Document excerpt:
════════════════
President urged to file UN action to combat perceived threat to US sovereignty and jobs
US aviation groups have called on President Obama to start a UN dispute procedure in a bid to stop the EU charging airlines for emissions during flights in and out of its airports.
A letter signed by 19 bodies, including Airlines for America and the US Chamber of Commerce, urges the President to initiate an Article 84 proceeding in the International Civil Aviation Organisation (ICAO), ahead of a meeting of the UN agency’s government body next month.
Including international airlines in EU emissions trading system (ETS) has caused a simmering row between nations, with the US, China, India, Russia and others lining up to criticise Brussels over what they see as a contravention of international treaties.
The threat of a potential trade war and tit-for-tat punitive legislation has alarmed the industry and businesses, who fear rising ticket prices or disruptions to routes.
Both ICAO and environmental groups have in the past opposed the idea of launching what would in all likelihood be a very lengthy arbitration process, but the signatories see it as “an appropriate and critical” response to the EU’s legislation.
“If this EU breach of US sovereignty – the imposition of an EU tax on US airlines, aircraft operators and citizens while on the ground in the United States, over our airspace and international waters – goes unanswered, it almost certainly will result in other such schemes affecting a variety of sectors of the US economy,” the letter says.
“In addition, the EU ETS will likely lead to job losses in the aviation, manufacturing and travel industries, which is undesirable under any circumstances, but especially in this time of economic uncertainty.”
════════════════
Items:

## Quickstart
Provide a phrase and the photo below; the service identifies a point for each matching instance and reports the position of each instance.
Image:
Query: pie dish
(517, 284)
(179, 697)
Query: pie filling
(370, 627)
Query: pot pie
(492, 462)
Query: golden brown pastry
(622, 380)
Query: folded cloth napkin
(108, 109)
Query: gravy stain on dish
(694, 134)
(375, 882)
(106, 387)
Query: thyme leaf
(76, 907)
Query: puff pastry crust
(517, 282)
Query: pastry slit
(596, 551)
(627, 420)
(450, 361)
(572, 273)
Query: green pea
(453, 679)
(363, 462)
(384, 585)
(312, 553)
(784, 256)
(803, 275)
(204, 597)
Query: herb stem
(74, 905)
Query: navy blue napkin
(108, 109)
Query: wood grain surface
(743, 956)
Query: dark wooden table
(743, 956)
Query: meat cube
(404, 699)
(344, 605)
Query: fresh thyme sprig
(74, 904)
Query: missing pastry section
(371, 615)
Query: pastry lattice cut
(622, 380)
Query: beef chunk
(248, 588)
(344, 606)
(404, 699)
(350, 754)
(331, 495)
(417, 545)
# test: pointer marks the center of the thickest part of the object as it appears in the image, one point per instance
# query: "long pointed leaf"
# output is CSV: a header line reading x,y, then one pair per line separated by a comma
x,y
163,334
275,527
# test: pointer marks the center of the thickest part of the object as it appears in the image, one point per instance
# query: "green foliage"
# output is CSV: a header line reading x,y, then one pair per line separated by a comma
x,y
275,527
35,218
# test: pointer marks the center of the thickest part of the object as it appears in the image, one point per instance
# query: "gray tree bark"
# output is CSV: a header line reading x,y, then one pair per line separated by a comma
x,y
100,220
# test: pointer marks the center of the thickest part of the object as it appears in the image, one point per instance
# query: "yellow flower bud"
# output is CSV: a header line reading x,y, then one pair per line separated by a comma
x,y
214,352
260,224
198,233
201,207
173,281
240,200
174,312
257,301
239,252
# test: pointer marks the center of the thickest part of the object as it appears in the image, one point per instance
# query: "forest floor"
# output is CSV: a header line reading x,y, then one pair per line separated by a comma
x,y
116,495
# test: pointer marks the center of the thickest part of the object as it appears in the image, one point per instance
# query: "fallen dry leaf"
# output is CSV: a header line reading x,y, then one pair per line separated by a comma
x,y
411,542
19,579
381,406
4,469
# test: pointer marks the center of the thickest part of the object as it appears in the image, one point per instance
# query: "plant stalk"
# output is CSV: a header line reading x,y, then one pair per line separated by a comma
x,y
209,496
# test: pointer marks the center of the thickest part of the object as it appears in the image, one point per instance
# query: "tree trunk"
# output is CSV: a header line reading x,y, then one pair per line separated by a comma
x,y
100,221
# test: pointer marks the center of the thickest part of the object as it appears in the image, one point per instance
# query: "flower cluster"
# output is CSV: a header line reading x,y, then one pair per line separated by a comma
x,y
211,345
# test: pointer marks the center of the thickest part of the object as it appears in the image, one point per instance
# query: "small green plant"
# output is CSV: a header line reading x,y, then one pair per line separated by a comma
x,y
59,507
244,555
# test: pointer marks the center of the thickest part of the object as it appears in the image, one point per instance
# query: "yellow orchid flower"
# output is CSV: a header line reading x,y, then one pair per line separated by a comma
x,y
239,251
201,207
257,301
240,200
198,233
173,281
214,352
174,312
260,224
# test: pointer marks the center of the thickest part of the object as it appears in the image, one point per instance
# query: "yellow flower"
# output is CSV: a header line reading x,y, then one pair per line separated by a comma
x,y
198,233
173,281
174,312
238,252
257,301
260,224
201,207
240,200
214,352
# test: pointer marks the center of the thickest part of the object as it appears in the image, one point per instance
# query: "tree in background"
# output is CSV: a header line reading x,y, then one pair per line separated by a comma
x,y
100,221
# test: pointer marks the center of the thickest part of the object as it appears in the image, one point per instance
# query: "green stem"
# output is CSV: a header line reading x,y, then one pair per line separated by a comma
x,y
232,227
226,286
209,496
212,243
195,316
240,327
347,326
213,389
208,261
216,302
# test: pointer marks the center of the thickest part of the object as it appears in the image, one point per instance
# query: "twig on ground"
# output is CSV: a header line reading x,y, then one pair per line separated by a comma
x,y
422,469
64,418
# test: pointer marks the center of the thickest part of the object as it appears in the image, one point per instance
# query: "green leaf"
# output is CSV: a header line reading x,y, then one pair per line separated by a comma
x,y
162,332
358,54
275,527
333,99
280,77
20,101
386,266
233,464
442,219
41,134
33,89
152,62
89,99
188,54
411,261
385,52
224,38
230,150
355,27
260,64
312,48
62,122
════════════════
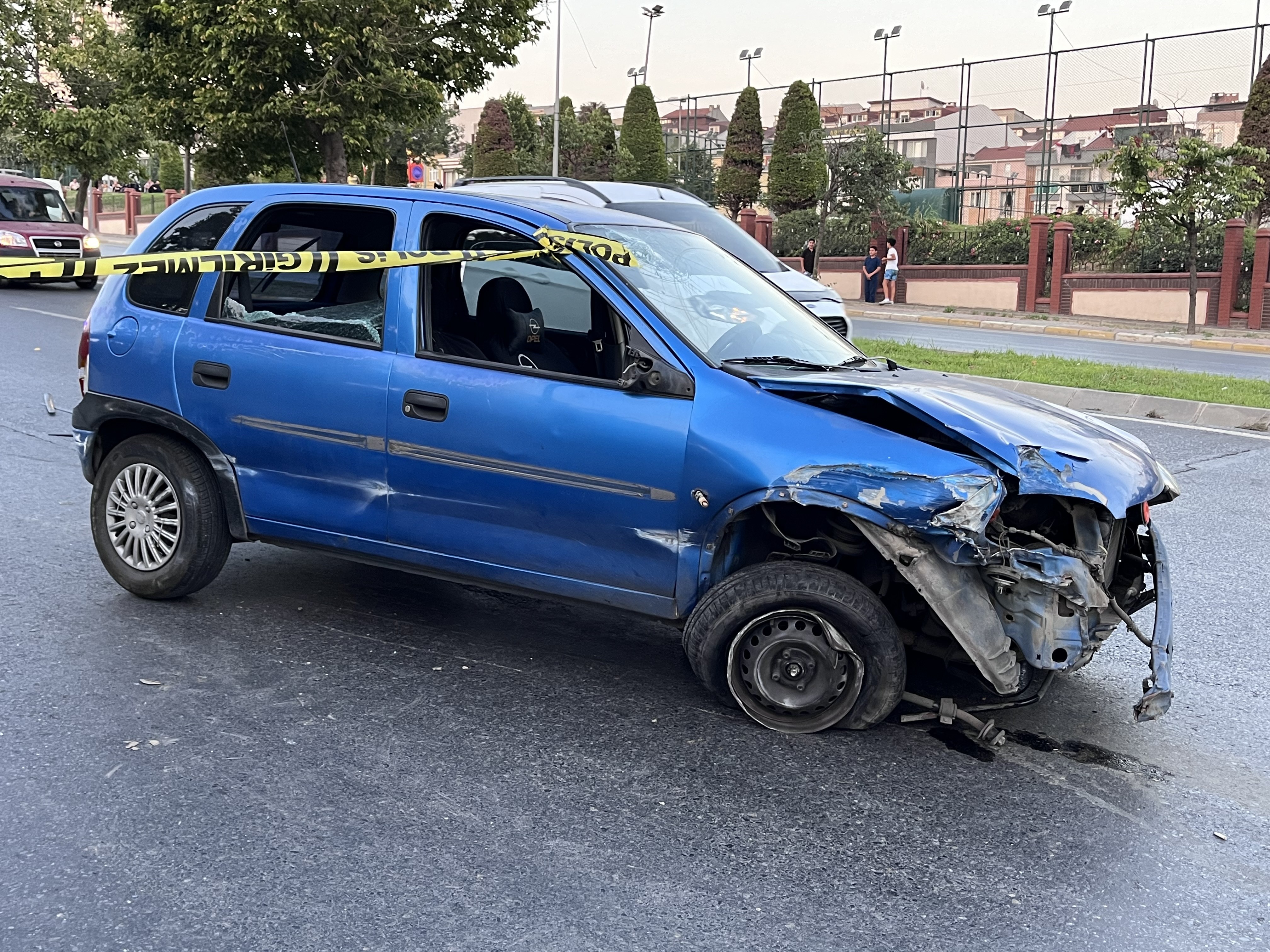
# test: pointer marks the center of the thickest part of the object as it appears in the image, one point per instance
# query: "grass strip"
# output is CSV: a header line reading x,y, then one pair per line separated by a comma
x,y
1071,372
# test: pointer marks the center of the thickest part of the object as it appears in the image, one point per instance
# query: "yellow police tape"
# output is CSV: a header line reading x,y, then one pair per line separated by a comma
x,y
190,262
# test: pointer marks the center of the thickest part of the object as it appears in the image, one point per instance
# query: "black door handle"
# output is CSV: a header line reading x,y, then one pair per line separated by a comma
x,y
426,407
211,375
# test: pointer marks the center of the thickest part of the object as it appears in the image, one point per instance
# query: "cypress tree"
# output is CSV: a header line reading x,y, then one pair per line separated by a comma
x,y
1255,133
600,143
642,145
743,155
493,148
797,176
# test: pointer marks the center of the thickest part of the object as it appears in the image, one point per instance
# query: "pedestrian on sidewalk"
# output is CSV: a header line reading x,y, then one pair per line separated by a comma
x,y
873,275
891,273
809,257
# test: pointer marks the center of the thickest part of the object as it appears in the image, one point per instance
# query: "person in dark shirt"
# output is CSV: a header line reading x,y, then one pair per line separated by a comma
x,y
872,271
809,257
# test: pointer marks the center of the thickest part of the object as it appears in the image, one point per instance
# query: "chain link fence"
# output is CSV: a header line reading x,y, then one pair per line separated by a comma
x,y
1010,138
════════════════
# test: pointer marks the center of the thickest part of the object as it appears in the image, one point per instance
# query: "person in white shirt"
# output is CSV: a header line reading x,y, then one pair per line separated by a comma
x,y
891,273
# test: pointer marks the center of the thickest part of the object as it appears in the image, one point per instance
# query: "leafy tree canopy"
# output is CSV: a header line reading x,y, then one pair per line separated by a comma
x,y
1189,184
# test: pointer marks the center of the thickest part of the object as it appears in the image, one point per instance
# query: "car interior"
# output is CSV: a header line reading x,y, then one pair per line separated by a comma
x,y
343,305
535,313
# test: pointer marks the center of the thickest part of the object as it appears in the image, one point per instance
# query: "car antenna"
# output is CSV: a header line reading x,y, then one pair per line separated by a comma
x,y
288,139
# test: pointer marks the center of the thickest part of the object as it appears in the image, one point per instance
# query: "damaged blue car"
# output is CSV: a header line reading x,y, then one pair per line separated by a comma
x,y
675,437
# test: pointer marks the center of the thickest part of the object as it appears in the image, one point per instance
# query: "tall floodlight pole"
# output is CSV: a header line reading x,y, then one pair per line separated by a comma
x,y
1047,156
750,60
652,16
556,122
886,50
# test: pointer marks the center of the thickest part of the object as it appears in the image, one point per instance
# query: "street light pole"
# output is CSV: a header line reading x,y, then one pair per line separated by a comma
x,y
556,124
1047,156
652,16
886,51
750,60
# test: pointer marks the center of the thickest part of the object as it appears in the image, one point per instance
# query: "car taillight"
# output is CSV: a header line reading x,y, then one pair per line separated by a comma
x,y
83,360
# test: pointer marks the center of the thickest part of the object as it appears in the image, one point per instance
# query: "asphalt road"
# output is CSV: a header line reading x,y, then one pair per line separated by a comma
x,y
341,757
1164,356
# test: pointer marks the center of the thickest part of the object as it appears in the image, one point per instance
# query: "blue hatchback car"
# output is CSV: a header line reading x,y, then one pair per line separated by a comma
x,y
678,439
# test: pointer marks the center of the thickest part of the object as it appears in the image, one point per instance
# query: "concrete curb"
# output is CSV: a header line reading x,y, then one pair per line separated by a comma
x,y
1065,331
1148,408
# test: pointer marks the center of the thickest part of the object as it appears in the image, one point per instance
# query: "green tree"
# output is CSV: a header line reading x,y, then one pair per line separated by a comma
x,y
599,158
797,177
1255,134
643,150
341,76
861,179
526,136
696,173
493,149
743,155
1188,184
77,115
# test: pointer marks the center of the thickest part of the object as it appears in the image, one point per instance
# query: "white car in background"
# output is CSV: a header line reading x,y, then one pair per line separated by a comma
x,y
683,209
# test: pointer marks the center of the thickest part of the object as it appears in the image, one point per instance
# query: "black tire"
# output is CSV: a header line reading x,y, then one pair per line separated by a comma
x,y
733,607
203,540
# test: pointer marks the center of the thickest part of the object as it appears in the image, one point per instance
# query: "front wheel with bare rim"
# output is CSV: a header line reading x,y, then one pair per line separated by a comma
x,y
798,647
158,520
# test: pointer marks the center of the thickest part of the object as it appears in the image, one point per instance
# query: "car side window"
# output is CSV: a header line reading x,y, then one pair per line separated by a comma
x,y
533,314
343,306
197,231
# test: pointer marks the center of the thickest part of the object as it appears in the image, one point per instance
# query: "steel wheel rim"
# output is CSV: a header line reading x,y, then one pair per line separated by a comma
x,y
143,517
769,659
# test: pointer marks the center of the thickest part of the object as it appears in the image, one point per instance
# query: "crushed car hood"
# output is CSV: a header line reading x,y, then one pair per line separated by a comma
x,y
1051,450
════════════════
Directions:
• 1. Answer these questions from the article on the EU airline emissions dispute:
(a) How many bodies signed the letter to the President?
(b) What numbered article does the letter ask the President to initiate a proceeding under?
(c) In which industries does the letter say the EU ETS will likely lead to job losses?
• 2. Reproduce word for word the part of the article on the EU airline emissions dispute that opens with the words "The threat of" and closes with "disruptions to routes.".
Work from the article on the EU airline emissions dispute alone.

Solutions to the problems:
• 1.
(a) 19
(b) Article 84
(c) Aviation, manufacturing and travel

• 2.
The threat of a potential trade war and tit-for-tat punitive legislation has alarmed the industry and businesses, who fear rising ticket prices or disruptions to routes.